How to complete this task:
Please find the lines in the following records that hold "below", and copy them.

*** Records for this task ***

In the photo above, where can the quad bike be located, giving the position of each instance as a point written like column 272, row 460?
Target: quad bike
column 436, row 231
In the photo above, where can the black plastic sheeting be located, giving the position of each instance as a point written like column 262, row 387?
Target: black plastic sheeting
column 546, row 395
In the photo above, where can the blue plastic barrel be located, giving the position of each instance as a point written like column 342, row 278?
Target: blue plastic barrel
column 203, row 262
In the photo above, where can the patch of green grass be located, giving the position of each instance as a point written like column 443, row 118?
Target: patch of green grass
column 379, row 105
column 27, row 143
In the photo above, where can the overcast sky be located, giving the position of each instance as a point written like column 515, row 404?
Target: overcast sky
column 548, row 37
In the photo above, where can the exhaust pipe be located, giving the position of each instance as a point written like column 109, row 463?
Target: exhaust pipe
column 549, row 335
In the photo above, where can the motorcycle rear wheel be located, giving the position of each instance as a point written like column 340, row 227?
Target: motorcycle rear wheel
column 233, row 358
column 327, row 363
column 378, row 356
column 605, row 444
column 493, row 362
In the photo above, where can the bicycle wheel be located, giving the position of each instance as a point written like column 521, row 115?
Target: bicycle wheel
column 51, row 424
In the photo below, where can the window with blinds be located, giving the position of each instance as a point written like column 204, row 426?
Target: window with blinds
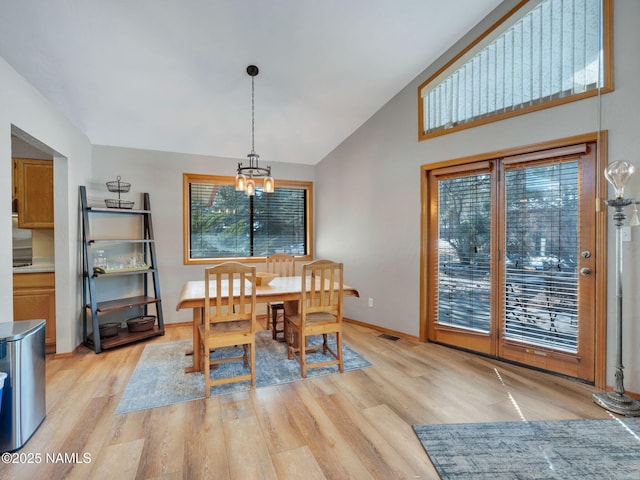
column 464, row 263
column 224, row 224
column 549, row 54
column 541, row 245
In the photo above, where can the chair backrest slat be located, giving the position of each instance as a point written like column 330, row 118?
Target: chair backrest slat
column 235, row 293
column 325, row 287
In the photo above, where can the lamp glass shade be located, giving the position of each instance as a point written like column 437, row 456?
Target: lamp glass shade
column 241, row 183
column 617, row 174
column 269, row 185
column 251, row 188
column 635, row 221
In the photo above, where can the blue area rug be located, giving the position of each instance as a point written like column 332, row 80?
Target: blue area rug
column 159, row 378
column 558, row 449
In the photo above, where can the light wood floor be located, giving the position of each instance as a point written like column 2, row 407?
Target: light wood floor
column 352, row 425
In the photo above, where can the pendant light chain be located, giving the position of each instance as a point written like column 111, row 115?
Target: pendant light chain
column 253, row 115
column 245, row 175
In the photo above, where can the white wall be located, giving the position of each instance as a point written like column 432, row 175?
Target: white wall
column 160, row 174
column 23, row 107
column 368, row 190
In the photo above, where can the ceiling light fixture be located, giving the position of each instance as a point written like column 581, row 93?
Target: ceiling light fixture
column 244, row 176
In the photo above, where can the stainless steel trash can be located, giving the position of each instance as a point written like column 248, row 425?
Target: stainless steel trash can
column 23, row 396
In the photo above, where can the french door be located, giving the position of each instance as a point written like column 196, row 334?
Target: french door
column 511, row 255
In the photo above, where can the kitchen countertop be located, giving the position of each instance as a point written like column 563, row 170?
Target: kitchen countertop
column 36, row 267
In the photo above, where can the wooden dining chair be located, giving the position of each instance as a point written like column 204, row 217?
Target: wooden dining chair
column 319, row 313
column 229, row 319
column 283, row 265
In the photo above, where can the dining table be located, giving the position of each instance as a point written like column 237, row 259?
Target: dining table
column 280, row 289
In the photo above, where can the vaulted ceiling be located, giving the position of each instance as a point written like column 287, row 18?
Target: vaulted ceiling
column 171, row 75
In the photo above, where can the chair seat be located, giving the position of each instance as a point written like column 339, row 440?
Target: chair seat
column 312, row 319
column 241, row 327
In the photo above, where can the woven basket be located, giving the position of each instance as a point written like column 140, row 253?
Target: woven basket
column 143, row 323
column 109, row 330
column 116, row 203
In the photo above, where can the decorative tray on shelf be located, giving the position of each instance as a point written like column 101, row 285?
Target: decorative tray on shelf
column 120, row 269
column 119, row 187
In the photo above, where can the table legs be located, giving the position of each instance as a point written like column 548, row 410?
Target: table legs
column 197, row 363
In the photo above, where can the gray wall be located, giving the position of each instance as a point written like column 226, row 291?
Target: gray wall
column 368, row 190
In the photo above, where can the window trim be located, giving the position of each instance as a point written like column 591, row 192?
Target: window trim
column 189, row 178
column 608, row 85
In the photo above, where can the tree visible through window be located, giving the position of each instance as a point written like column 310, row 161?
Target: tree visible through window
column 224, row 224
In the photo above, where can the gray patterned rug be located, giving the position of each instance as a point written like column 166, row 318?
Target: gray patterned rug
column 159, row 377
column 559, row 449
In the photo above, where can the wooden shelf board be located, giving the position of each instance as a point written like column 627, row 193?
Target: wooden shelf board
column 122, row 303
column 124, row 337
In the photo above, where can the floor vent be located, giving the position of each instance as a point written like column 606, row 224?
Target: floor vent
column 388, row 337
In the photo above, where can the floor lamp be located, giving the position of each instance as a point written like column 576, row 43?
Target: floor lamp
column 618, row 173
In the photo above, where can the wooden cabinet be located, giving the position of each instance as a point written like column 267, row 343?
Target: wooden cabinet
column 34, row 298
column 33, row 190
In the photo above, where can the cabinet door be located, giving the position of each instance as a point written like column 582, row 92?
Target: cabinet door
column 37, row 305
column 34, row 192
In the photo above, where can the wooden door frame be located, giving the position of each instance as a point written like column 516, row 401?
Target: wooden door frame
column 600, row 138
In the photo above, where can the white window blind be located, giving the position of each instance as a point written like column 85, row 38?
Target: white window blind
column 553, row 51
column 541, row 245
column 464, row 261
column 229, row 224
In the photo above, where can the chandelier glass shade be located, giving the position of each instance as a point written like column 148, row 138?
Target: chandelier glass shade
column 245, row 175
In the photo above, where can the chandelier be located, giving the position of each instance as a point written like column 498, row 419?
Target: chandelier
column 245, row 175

*** End of Records for this task ***
*** Records for this task ***

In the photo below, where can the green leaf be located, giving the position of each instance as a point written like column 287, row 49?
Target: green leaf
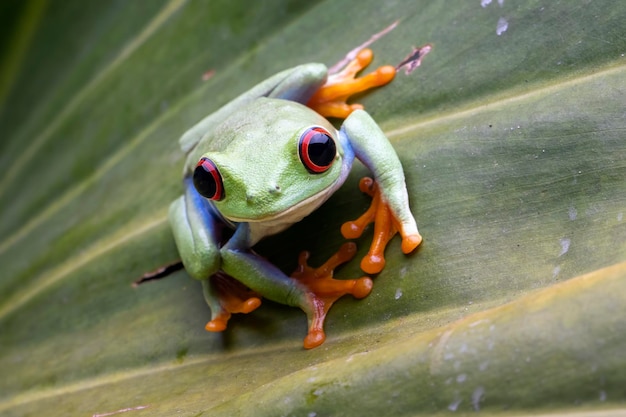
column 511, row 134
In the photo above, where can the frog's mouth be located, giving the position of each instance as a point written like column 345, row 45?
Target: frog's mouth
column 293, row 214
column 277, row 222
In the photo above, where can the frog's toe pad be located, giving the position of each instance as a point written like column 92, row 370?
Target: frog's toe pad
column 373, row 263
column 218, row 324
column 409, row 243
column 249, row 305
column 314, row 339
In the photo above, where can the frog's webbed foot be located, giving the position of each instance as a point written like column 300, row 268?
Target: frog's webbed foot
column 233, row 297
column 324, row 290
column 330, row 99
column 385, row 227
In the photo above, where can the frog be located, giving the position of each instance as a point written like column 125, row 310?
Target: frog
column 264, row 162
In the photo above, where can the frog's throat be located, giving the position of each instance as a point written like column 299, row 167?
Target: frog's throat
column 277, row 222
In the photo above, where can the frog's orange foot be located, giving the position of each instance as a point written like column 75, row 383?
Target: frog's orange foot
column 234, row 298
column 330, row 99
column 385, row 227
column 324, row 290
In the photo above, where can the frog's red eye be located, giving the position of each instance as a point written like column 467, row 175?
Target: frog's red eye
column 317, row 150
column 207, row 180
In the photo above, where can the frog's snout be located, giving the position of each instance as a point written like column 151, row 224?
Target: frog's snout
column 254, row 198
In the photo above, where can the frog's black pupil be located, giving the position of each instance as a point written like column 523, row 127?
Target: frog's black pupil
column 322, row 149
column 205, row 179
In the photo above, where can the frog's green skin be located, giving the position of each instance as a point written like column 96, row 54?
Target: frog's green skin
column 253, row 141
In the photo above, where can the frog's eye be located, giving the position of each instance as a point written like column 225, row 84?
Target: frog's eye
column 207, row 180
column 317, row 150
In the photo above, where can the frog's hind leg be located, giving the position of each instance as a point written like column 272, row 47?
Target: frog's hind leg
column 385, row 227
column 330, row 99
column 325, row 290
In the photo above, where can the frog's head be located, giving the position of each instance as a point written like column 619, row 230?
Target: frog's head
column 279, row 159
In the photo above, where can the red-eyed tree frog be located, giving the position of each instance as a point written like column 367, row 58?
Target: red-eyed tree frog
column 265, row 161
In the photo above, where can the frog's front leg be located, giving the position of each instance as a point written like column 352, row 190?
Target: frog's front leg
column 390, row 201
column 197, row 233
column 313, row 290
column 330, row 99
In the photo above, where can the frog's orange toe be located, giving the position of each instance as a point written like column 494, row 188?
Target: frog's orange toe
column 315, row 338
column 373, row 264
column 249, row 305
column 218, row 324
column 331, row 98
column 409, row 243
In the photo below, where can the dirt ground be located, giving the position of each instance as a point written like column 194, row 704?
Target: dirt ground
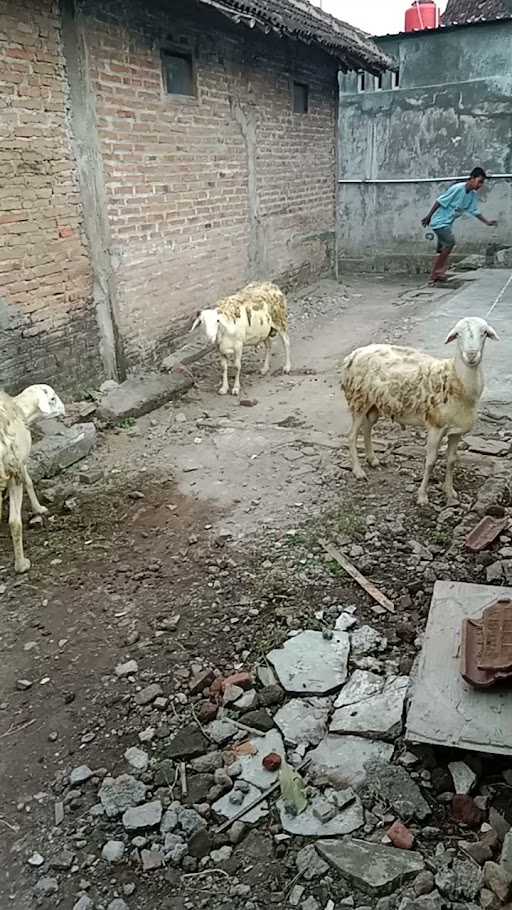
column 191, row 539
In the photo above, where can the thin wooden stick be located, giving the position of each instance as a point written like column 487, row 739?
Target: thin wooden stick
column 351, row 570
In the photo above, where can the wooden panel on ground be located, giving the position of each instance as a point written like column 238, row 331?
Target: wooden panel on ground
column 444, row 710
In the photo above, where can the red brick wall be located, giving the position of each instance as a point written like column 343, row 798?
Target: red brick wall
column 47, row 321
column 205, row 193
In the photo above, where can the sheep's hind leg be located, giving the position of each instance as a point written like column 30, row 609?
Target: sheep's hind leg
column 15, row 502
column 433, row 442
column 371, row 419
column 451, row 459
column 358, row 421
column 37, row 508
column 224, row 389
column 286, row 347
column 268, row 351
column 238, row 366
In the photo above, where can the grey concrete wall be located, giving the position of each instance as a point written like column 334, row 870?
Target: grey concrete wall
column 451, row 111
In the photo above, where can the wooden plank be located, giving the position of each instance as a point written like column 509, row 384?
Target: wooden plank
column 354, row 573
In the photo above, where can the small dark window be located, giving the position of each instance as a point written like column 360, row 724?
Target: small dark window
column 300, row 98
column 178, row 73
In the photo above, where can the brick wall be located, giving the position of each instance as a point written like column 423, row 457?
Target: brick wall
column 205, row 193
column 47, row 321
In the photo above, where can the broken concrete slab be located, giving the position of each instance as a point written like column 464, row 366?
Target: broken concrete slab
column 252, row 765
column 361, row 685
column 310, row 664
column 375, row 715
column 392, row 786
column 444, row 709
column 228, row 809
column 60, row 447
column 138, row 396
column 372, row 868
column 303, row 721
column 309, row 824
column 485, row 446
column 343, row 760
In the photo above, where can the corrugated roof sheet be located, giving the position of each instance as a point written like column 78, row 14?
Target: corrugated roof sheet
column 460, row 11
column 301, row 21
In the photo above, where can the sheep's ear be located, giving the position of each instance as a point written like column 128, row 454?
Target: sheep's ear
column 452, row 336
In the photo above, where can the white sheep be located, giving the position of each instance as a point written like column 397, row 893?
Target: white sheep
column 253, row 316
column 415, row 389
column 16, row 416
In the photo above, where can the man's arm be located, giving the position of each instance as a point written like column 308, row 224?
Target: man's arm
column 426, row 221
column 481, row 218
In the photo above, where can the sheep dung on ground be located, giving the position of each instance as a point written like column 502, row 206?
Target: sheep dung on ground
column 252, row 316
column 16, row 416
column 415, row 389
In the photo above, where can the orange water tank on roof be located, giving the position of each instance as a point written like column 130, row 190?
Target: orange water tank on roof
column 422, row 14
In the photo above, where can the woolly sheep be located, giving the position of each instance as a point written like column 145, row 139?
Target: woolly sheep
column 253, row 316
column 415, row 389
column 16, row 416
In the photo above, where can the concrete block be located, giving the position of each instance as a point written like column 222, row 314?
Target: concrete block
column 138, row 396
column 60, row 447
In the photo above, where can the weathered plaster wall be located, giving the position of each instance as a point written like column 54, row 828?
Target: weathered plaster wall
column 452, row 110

*** End of Records for this task ***

Solution to the exercise:
In the photo below, where can the window with blinds be located, giving the position of each instance as a point written like column 204, row 426?
In the photo below, where can the green leaf be located, giving the position of each instance as a point written like column 287, row 49?
In the photo below, where can the dirt ground be located, giving the position of each instance as a point written like column 194, row 704?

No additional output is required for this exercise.